- To do -
a - Please rewrite the album review, beginning at the words "The British blues" and stopping after "was still active?", with "Columbia" changed to "Epic".
b - Extend the album review with new text that follows on from its last sentence.

- Study text -

^^^^^^^^

The British blues rockers’ sixth and most popular album, initially released in 1971, was their first for the Columbia label after finding moderate fame on Derem. They then ignited as a highlight of Woodstock with their explosive performance of “I’m Going Home.” Most impressive, and surprising, is that the session’s original legendary producer/engineer, Chris Kimsey (now 71), returns to do the honors. Who knew he was still active?

The Alvin Lee-fronted quartet had been on a touring tear since Woodstock. But this recording largely abandoned the somewhat bombastic boogie tendencies that brought them fame, substituting a more bucolic, if not quite folksy flair. Lee switches to acoustic guitar for a large portion of the disc’s ten selections, including their most resilient tune, “I’d Love to Change the World.” There are only nine tunes (a final two-minute jazz excursion “Uncle Jam” is little more than filler), but each sports striking riffs, relatively restrained playing, and memorable melodies.

^^^^^^^^

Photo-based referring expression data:

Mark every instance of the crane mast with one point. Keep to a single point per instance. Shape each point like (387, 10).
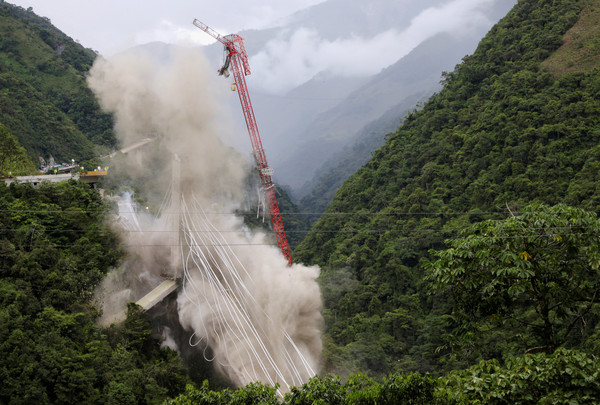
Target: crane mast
(237, 61)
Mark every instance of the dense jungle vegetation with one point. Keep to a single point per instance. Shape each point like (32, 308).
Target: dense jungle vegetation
(505, 131)
(54, 249)
(44, 100)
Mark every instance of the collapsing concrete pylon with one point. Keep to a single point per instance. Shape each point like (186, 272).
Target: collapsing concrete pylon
(173, 274)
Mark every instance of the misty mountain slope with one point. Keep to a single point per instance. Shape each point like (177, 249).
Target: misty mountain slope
(45, 102)
(320, 190)
(415, 77)
(310, 144)
(504, 131)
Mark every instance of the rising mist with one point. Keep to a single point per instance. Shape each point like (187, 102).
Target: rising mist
(237, 290)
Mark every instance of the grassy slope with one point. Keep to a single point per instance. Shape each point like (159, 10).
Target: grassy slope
(581, 49)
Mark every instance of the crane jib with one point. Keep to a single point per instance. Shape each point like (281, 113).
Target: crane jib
(238, 63)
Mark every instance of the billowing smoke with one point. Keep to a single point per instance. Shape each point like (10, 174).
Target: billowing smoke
(296, 57)
(259, 318)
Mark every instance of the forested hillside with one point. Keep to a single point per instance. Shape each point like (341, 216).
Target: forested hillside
(54, 249)
(507, 130)
(44, 99)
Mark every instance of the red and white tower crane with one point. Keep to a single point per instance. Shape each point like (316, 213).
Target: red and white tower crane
(237, 61)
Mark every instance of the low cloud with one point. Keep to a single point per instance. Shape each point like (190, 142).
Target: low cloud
(296, 57)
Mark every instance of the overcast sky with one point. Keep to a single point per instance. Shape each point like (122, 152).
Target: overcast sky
(109, 26)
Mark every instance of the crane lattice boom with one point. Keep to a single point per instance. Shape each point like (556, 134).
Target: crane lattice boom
(238, 59)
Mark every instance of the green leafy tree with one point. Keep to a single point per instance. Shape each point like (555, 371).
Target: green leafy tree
(535, 275)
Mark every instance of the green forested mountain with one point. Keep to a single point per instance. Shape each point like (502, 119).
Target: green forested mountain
(517, 122)
(54, 249)
(44, 99)
(13, 157)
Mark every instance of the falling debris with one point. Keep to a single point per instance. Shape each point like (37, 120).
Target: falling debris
(238, 300)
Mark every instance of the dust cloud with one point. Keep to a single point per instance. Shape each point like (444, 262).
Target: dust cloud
(237, 291)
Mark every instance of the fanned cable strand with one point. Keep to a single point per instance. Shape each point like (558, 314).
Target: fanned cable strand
(247, 342)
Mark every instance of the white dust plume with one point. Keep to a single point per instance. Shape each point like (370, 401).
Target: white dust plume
(260, 318)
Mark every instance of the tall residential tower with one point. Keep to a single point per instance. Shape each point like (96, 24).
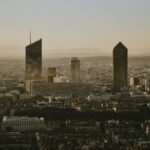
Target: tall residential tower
(75, 70)
(33, 63)
(120, 67)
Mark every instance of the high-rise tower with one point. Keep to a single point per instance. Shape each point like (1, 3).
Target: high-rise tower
(120, 67)
(33, 63)
(75, 70)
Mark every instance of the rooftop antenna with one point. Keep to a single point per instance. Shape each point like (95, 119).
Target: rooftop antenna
(30, 36)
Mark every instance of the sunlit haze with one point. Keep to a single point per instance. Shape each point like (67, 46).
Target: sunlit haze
(74, 27)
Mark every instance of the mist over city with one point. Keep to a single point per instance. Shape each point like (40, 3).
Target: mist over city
(75, 75)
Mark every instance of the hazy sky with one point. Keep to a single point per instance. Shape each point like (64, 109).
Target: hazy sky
(66, 26)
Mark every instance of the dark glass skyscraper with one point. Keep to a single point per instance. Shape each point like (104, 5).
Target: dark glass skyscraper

^^^^^^^^

- Per-task outputs -
a -
The British blues rockers’ sixth and most popular album, initially released in 1971, was their first for the Epic label after finding moderate fame on Derem. They then ignited as a highlight of Woodstock with their explosive performance of “I’m Going Home.” Most impressive, and surprising, is that the session’s original legendary producer/engineer, Chris Kimsey (now 71), returns to do the honors. Who knew he was still active?

b -
Everything gels on blues rocking opener “One of These Days,” the glistening, reflective “Over the Hill” (with string quartet), and the insistent bass powering the tougher “Let the Sky Fall,” the latter could have been included in the band’s popular Cricklewood Green album. Lee’s vocals feel sympathetic and almost reticent for the lovely “I’ve Been There Too.”  Only the rote rocker “Baby Won’t You Let Me Rock N’ Roll You,” a straight Chuck Berry rip, displays the trite lyrics appearing occasionally here. Guitarist Lee reels in his more notes per minute frantic intensity to deliver a subtler, more nuanced approach, dovetailing well with the similarly oriented songs.

Unlike most 50-year-old albums, these songs and performances still sound vibrant, never more so than in Kimsey’s remix. He returned to the original tapes, tweaking the knobs to better define the instruments, in particular Leo Lyons’ creative bass lines. This package also includes a second disc, the remastered version of his initial mix, to compare the old and new. Those with surround systems will be thrilled to hear this ’70s classic now in full Dolby Atmos spatial audio, available (separately) on DVD and some streaming services. Oddly there are no extra tracks, demos, B-sides, or live performances typical of these reissues.

Ten Years After may be relegated to an afterthought to all but a dedicated cult still captivated by the ’70s Brit blues eruption. With the resilient A Space in Time though, their legacy is partially guaranteed, especially with this meticulous upgrade.